> **Goal**:
Show every line of the records that contains the word "blue", matching case exactly.

## Begin Records for the task

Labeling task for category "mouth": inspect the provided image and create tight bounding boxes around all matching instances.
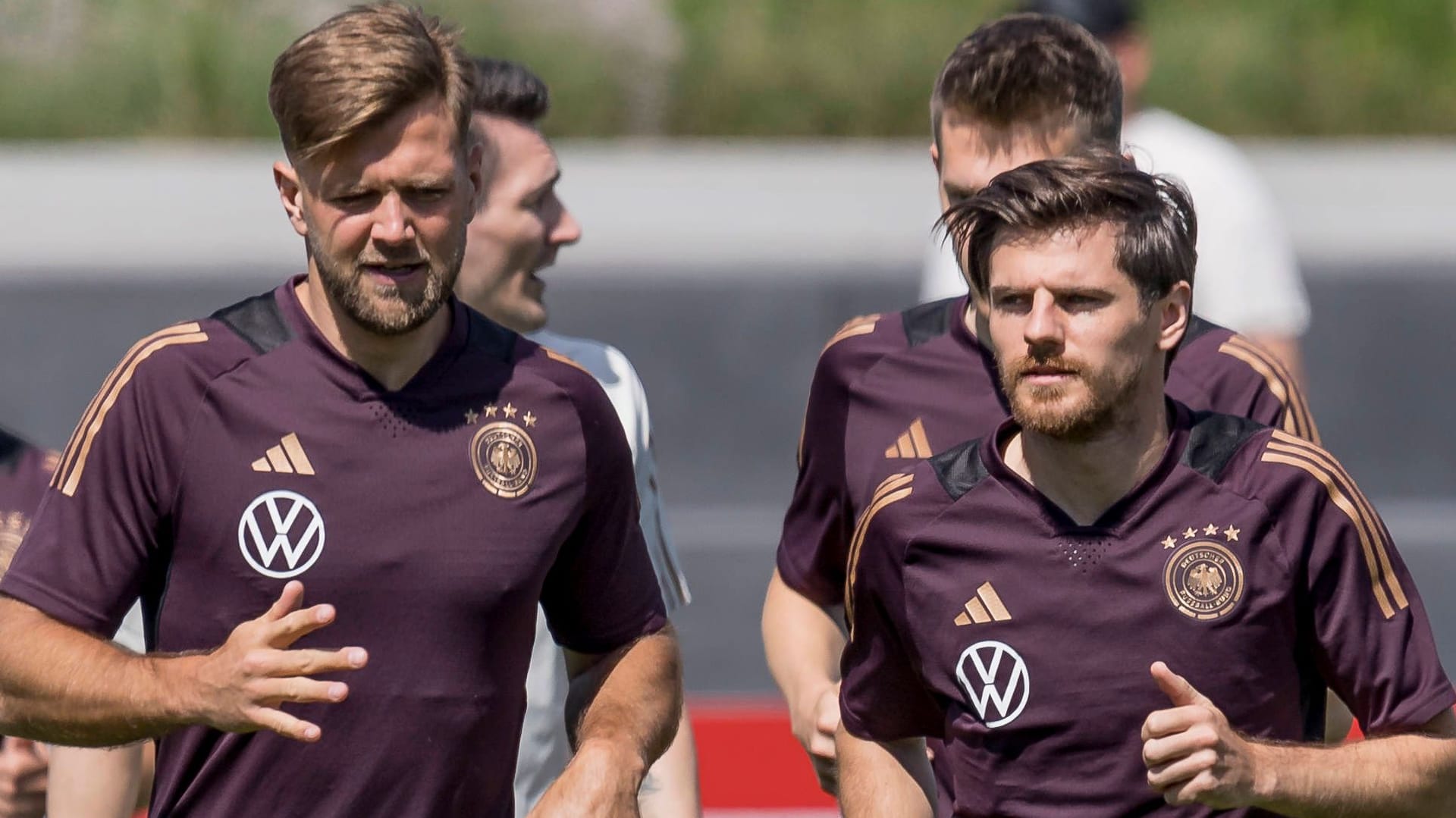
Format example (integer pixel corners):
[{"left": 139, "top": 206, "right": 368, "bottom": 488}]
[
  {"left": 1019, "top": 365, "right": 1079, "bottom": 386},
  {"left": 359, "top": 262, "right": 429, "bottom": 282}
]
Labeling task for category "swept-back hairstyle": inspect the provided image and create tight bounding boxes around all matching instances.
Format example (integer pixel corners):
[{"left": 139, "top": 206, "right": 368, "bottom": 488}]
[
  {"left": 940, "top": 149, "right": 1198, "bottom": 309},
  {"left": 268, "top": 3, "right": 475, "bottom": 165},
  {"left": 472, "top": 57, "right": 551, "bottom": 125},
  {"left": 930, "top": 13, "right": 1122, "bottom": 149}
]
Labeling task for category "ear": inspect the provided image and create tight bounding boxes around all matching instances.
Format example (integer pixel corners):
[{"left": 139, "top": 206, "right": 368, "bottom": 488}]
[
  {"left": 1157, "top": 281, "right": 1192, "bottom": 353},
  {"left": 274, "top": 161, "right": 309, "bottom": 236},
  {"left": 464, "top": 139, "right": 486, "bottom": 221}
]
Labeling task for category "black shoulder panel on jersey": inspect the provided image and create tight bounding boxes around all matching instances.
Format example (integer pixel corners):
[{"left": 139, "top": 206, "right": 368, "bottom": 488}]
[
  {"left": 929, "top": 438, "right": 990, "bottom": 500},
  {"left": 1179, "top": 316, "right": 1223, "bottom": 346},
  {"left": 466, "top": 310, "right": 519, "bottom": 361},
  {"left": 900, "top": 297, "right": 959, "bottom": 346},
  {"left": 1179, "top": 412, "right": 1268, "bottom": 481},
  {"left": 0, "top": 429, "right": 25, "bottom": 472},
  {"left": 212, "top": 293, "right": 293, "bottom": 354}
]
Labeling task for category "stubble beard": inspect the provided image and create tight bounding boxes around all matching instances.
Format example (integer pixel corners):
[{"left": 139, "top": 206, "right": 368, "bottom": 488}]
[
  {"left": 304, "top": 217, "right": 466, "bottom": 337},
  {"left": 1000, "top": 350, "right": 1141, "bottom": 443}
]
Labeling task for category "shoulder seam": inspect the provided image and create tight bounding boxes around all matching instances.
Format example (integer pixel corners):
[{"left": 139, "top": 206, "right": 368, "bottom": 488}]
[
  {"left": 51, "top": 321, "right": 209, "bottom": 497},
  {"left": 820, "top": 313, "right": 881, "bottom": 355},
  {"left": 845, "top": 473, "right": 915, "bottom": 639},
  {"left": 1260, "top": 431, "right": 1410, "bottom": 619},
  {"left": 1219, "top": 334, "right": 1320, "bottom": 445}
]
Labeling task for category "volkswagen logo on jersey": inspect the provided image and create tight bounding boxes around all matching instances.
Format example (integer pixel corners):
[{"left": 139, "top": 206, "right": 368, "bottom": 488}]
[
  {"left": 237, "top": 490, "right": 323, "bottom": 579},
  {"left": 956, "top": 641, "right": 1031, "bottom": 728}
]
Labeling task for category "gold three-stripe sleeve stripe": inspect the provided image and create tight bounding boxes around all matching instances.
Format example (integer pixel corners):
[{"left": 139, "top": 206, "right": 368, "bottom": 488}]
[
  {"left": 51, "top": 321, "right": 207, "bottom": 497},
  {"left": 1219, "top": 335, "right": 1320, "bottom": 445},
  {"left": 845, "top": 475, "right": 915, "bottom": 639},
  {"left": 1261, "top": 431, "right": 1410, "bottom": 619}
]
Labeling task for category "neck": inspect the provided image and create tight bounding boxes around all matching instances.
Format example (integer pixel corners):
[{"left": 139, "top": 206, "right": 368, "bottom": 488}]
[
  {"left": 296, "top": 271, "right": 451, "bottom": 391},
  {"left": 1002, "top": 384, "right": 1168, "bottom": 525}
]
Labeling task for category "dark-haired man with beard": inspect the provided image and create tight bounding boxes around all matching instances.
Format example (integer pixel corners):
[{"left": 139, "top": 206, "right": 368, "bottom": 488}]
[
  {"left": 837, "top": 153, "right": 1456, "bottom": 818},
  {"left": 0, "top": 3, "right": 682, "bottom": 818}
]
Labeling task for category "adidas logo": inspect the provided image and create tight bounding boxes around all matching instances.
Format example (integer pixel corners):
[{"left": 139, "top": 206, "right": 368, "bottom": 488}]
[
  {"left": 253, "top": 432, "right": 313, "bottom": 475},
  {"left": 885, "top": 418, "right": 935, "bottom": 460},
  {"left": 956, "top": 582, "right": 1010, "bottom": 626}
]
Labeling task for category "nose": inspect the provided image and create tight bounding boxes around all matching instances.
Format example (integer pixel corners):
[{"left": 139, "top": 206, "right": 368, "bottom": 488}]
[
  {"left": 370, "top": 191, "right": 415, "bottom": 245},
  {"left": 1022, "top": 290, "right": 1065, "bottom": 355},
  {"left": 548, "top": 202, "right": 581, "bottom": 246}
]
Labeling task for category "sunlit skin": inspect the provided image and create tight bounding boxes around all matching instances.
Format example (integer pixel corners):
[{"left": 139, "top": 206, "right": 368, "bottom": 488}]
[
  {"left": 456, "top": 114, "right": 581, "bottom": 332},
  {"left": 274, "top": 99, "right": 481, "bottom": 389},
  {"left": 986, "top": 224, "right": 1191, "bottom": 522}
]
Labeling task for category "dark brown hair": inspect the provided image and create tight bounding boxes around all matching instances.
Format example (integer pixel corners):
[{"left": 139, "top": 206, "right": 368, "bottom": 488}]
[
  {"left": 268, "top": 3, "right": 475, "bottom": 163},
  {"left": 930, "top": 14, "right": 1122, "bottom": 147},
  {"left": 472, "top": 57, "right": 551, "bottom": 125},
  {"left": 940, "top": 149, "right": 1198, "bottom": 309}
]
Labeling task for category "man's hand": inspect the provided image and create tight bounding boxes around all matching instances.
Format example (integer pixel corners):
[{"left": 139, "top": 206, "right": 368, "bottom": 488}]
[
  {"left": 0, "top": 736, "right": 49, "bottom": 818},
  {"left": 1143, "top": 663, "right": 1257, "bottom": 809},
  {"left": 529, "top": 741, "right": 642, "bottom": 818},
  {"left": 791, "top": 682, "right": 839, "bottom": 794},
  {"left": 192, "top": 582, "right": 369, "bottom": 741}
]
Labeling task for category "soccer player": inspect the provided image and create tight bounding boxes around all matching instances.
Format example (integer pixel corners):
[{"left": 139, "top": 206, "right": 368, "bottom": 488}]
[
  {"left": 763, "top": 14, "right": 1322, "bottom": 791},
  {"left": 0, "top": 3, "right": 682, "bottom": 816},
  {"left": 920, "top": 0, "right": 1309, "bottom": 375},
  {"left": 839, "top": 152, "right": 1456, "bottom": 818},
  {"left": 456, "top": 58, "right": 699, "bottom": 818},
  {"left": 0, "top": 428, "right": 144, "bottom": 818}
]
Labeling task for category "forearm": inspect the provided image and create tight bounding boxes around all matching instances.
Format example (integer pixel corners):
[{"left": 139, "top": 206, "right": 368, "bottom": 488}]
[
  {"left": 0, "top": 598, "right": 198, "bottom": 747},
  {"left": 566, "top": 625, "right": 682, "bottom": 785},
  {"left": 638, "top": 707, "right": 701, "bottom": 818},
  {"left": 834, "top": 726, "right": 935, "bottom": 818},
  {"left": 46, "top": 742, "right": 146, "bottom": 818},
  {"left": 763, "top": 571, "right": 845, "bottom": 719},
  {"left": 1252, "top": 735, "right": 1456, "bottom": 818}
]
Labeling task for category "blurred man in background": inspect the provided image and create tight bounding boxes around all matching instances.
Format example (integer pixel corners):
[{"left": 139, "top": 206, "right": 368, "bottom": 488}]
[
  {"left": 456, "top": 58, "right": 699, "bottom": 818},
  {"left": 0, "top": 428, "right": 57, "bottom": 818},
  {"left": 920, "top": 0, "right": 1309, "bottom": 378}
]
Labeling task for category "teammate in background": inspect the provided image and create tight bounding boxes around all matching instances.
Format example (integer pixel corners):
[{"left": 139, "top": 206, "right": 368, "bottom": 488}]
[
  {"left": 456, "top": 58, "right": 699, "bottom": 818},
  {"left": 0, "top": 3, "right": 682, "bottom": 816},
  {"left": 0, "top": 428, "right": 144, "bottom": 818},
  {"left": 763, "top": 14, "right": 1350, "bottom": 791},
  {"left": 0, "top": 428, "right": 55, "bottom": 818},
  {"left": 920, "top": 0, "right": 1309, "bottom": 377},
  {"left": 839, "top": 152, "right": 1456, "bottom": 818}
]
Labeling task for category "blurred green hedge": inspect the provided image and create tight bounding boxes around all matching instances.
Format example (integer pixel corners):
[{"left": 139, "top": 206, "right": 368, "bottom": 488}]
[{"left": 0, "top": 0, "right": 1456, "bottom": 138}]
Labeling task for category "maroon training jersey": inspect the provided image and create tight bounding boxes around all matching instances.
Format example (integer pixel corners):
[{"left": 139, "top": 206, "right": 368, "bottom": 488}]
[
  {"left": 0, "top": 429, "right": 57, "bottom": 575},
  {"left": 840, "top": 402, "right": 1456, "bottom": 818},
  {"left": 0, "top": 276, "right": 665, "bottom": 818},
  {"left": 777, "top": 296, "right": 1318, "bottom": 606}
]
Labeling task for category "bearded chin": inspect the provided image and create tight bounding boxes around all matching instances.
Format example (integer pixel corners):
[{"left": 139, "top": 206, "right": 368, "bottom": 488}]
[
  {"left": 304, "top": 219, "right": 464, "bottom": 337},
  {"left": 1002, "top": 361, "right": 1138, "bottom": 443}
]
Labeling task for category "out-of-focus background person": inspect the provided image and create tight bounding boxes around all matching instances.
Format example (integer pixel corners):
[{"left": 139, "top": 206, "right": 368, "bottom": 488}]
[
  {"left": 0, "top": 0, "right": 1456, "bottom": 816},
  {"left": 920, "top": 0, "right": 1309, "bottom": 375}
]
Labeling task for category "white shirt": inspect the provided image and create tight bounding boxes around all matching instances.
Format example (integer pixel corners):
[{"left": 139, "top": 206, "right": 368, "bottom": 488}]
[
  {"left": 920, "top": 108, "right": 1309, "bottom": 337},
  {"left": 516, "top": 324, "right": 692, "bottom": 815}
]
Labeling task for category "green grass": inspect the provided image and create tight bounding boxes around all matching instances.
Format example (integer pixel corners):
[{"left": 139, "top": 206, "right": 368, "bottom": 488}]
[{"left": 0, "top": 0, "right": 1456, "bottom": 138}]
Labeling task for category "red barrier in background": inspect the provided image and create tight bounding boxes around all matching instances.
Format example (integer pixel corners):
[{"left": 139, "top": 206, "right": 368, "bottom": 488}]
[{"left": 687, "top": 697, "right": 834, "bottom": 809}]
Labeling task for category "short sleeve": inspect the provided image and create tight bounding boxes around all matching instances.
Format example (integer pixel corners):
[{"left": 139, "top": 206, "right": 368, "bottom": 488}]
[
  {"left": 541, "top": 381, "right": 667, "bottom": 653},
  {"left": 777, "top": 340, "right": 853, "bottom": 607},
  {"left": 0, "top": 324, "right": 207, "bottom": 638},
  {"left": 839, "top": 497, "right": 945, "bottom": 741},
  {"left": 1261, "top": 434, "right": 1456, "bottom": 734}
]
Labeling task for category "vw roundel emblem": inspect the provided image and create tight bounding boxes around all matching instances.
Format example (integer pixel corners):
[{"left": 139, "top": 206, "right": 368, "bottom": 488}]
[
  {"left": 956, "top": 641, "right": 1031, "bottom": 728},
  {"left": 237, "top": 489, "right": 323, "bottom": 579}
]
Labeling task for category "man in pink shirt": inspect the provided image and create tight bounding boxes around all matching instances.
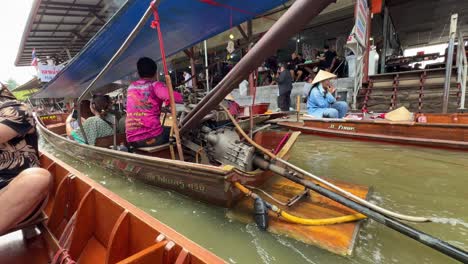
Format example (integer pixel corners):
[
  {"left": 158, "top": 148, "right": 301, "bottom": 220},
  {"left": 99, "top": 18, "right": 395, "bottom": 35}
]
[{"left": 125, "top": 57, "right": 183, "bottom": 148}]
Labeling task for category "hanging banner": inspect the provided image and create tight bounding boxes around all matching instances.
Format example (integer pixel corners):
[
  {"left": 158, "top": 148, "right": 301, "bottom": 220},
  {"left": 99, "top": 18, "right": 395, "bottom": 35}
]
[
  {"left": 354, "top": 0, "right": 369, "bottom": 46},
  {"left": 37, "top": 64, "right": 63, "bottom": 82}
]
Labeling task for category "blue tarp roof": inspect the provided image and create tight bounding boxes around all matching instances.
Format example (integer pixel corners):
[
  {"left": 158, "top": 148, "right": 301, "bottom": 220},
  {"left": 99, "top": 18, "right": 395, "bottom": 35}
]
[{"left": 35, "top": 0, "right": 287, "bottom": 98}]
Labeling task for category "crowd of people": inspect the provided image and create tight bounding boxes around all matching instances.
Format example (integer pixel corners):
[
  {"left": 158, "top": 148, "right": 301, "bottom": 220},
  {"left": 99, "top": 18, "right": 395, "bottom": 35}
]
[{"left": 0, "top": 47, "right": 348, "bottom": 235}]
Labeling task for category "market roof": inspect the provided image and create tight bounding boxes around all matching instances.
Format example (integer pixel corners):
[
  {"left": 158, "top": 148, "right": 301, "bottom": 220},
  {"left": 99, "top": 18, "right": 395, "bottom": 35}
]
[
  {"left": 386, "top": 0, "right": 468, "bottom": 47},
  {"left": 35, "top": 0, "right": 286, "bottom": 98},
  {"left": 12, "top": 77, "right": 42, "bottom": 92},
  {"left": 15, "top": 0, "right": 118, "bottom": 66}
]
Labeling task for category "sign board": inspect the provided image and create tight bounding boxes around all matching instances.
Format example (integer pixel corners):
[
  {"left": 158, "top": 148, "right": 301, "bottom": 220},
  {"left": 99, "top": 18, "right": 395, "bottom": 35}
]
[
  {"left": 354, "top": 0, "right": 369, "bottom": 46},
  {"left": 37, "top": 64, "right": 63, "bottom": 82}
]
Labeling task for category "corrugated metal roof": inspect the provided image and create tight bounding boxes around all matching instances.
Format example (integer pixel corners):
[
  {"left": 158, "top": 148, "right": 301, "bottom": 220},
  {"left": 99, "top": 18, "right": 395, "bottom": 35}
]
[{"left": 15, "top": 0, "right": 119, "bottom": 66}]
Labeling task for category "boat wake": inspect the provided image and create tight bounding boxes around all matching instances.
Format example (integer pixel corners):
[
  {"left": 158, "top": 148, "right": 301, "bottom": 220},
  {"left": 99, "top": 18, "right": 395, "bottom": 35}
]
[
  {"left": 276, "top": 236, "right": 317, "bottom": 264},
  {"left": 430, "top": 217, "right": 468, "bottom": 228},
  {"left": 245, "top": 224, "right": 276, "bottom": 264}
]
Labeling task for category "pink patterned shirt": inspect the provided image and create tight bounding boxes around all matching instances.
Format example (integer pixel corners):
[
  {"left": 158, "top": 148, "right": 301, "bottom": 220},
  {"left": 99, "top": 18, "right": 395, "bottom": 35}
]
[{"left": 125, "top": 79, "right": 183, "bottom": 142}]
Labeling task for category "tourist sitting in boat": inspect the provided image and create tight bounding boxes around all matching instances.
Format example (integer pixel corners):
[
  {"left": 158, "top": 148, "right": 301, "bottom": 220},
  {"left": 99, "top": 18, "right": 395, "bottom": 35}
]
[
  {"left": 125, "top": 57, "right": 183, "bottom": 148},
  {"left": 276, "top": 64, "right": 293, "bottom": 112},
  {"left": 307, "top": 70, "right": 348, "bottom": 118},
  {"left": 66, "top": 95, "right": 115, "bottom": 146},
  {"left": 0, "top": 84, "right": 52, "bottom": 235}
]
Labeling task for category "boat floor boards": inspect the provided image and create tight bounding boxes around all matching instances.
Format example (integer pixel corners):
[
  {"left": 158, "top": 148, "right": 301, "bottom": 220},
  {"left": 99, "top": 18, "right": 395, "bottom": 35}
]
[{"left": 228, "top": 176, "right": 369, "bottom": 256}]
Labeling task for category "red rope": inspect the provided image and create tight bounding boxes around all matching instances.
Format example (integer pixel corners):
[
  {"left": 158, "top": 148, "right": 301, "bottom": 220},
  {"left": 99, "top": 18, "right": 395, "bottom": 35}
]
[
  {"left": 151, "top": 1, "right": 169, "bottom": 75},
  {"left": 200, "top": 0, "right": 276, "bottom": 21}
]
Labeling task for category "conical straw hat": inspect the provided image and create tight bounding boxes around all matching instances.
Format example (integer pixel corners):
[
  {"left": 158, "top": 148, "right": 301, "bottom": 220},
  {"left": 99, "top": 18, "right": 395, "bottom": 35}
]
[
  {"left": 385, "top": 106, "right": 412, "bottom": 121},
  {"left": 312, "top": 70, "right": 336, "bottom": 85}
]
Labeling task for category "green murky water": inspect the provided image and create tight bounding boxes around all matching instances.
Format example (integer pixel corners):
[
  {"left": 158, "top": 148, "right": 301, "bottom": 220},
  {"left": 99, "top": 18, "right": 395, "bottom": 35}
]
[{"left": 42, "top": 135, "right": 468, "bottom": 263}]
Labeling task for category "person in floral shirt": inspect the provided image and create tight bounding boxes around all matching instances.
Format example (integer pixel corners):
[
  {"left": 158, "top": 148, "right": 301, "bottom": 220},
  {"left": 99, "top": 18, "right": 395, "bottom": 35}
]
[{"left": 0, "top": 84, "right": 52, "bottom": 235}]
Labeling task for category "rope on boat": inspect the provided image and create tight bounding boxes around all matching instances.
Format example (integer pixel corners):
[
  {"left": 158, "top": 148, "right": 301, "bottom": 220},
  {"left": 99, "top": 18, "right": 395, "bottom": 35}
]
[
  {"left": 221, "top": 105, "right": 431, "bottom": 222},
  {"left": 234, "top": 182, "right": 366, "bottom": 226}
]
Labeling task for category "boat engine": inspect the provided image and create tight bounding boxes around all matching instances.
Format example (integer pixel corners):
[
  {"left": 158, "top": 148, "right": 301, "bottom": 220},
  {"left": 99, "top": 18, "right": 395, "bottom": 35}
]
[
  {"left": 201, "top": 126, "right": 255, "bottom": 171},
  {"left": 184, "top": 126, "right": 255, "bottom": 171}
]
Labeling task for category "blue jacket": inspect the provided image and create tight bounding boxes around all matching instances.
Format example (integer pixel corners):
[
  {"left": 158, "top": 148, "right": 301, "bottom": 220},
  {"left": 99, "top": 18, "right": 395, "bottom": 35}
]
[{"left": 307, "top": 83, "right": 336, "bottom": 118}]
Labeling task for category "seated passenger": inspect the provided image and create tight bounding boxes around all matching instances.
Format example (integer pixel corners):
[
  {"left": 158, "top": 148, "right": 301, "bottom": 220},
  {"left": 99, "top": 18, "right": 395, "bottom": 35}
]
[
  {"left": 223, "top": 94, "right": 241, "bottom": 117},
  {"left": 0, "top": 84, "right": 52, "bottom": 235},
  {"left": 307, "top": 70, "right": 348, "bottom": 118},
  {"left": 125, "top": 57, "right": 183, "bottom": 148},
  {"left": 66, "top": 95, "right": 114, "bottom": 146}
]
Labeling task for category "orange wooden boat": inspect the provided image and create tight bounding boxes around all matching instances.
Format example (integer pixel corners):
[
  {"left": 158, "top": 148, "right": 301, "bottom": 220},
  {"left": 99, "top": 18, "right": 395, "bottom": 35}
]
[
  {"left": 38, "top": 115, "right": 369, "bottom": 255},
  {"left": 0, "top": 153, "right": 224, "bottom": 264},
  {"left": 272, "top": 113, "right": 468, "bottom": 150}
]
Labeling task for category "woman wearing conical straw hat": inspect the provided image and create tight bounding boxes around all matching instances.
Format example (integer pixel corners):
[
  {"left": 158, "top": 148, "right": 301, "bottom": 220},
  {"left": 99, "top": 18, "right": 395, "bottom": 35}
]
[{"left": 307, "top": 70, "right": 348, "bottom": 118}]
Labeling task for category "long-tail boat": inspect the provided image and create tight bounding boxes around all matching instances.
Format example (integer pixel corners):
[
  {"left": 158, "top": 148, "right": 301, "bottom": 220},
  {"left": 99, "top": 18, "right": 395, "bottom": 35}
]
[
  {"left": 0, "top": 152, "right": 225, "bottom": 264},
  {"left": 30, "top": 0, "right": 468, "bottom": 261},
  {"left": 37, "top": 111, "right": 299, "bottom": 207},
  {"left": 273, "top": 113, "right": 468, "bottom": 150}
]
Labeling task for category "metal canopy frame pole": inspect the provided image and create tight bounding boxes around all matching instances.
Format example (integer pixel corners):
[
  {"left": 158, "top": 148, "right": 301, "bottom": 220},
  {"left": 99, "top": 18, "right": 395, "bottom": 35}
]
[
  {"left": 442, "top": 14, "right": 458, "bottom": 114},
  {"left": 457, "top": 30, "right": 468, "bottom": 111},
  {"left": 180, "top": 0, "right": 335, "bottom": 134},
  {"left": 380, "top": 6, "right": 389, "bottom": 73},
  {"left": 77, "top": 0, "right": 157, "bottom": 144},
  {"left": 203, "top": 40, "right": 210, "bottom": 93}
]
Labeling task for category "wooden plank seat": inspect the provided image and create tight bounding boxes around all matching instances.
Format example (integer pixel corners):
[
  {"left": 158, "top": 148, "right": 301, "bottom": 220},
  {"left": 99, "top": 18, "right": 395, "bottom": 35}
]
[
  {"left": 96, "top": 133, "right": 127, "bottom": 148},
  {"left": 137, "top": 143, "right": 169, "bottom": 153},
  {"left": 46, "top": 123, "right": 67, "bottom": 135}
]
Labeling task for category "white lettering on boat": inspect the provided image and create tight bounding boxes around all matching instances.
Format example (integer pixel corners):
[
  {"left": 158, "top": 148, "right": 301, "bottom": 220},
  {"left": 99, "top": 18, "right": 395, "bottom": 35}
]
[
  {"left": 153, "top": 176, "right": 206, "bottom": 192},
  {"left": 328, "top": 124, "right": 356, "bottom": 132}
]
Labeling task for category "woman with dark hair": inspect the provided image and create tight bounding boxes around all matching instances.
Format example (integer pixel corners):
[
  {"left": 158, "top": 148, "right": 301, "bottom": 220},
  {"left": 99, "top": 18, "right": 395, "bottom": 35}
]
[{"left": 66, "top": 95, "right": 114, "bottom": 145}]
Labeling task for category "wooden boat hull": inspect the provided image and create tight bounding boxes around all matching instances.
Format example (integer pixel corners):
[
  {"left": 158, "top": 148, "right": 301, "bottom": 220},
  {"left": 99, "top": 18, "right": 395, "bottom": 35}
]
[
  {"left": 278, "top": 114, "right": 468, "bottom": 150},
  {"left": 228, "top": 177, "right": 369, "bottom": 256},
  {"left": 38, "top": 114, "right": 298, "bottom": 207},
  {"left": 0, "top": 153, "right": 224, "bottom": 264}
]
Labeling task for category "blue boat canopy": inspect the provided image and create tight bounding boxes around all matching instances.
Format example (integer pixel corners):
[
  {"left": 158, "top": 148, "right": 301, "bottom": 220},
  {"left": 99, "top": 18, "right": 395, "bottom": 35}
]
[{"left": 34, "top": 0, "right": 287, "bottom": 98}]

## End Records for the task

> **Expected output**:
Labeling task for category "blue tarp roof": inspect the provided image and create tight bounding boxes around all matching instances.
Labeling task for category "blue jacket": inspect the provided image and create tight bounding boxes around all matching instances.
Labeling task for category "blue boat canopy": inspect the provided image and create tight bounding boxes around all matching instances.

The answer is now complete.